Tuesday, October 26, 2004

Reading :: After Method

Originally posted: Tue, 26 Oct 2004 21:56:59

After Method: Mess in Social Science Research

by John Law

Just over a year ago -- I remember it was on a plane to SIGDOC, so it must have been mid-October -- I wrote an email to a group with whom I've been discussing research methods. The email, based on my recent readings in science and technology studies, suggested that we should stop thinking of research in terms of hierarchical categories (paradigms contain methodologies which contain methods, etc.) and start thinking of all these components as enacted practices that occupy the same level of scale. In fact, I'll be presenting on the topic at CCCC 2005, and Kristie Fleckenstein is writing an article on this same topic (almost certainly better considered than my presentation will be).

As I say, the inspiration was the work being done in science and technology studies. And one of the most active scholars in that field is John Law. So I was happy to find out that Law was writing a book along roughly the same lines that our group had been discussing. I finally got the book in the mail the other week, and it doesn't disappoint. Law really gets that "mess" in social science research -- that is, the inability to draw this research into hard boundaries with unequivocal answers -- is insoluble and ultimately undesirable. He also gets the problem that I've attempted to wrestle with elsewhere and that I've called the problem of unintegrated scope: the impulse to impose levels of scale so that one level can be construed as a master level of which the others are just effects. In After Method, he takes on this problem by describing what he calls "method assemblages." He gives two definitions:

In chapter 2 I defined this for the case of representation, as the enactment of a bundle of ramifying relations that shapes, mediates, and separates representations in-here, represented realities out-there, and invisible out-there relations, processes, and contexts necessary to in-here. In chapter 3, I offered a parallel definition appropriate to objects: that method assemblage is also the crafting of relations that shape, mediate and separate our object in-here, its relevant context out-there, and then an endless set of out-there relations, processes and all the rest that are a necessary part of the assemblage but at the same time have disappeared from it. As is obvious, the two are similar in form. But the post-structuralist philosophical tradition suggests a different vocabulary. If we use this then method assemblage becomes the enactment of presence, manifest absence, and absence as otherness. More specifically, method assemblage becomes the crafting or bundling of relations or hinterland into three parts: (a) whatever is in-here or present; (b) whatever is absent but is also manifest in its absence; and (c) whatever is absent but is Other because, while it is necessary to presence, it is not or cannot be made manifest. Note that it is the emphasis on presence that distinguishes method from any other form of assemblage. Note also that to talk of crafting is not necessarily to imply human agency or skill. The various ethnographies we have explored suggest that people, machines, traces, resources of all kinds -- and we might in other contexts extend the list to include spirits or angels or muses -- are all involved with the process of crafting. (p.84)

--- COMPLETE THE FOLLOWING ---
a – Answer from the After Method post:
(i) Where was the writer when writing the email to the research-methods group?
(ii) At which conference will the writer present on the topic?
(iii) In the quoted passage, what distinguishes method from any other form of assemblage?
b – Continue the After Method post after its final sentence.
The material is separate from the After Method post.

--- DATASET ROWS ---
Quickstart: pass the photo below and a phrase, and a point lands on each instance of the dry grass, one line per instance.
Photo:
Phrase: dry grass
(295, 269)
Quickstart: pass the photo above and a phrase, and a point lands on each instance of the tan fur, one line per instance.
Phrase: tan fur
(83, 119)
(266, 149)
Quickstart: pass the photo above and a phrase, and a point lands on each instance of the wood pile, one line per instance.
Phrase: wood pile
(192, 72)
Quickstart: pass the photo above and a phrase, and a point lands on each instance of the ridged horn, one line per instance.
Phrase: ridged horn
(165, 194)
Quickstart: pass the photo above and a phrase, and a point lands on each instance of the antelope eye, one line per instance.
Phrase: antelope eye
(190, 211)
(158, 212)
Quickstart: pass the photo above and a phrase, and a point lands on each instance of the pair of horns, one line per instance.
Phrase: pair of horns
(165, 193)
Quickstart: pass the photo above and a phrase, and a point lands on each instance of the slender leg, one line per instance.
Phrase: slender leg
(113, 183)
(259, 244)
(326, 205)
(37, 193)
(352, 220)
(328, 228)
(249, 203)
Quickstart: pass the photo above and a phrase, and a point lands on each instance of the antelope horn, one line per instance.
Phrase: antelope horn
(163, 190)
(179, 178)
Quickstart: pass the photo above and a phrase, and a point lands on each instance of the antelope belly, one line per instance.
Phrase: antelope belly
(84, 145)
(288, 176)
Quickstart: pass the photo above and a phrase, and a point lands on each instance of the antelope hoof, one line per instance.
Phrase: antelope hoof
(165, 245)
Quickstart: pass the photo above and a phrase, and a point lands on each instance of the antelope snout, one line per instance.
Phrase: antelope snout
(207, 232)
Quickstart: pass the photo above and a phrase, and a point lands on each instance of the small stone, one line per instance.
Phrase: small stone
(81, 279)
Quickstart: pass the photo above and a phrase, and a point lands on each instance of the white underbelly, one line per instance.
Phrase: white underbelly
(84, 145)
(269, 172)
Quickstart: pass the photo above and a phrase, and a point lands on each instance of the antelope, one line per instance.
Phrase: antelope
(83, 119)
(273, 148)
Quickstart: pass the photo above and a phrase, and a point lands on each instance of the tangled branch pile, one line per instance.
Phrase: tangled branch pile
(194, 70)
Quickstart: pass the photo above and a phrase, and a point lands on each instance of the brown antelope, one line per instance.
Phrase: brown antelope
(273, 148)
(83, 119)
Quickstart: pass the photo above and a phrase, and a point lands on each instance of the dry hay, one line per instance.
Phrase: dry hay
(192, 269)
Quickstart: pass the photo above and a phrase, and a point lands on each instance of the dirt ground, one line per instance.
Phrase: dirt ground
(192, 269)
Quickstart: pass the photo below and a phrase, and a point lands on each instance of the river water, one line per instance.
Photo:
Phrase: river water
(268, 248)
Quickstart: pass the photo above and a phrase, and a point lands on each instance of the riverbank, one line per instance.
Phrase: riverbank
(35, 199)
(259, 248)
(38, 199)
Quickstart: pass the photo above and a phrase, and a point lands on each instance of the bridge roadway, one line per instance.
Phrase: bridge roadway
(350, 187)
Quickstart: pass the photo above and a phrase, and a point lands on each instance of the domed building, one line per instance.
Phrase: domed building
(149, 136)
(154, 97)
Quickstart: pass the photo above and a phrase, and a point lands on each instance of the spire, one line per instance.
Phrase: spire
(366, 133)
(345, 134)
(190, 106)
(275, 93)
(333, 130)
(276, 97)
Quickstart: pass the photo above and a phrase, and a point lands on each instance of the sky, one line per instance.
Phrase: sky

--- SET OF ANSWERS ---
a –
(i) On a plane to SIGDOC.
(ii) CCCC 2005.
(iii) The emphasis on presence.

b –
Clear enough? It might help to know that Law says that paradigms (the most abstract level of the research hierarchy) are embedded in craft skills (the most concrete level). That is, the hierarchy of research is an attempt to make sense out of a flat, uniscalar set of practices/enactments. And once we get that, it makes sense to think of assemblages as self-assembling elements that are entangled rather than constructed (p.42). When we hear people talking about, say, ethnography as a methodology, a method, or a paradigm, we may become agitated if we are used to thinking of these as separate levels of a hierarchy; but if we think of the whole assemblage as uniscalar, it makes a lot of sense that ethnography would slip across these categories. It makes a lot of sense that methods such as experiments can lose and gain elements until they become, say, usability testing.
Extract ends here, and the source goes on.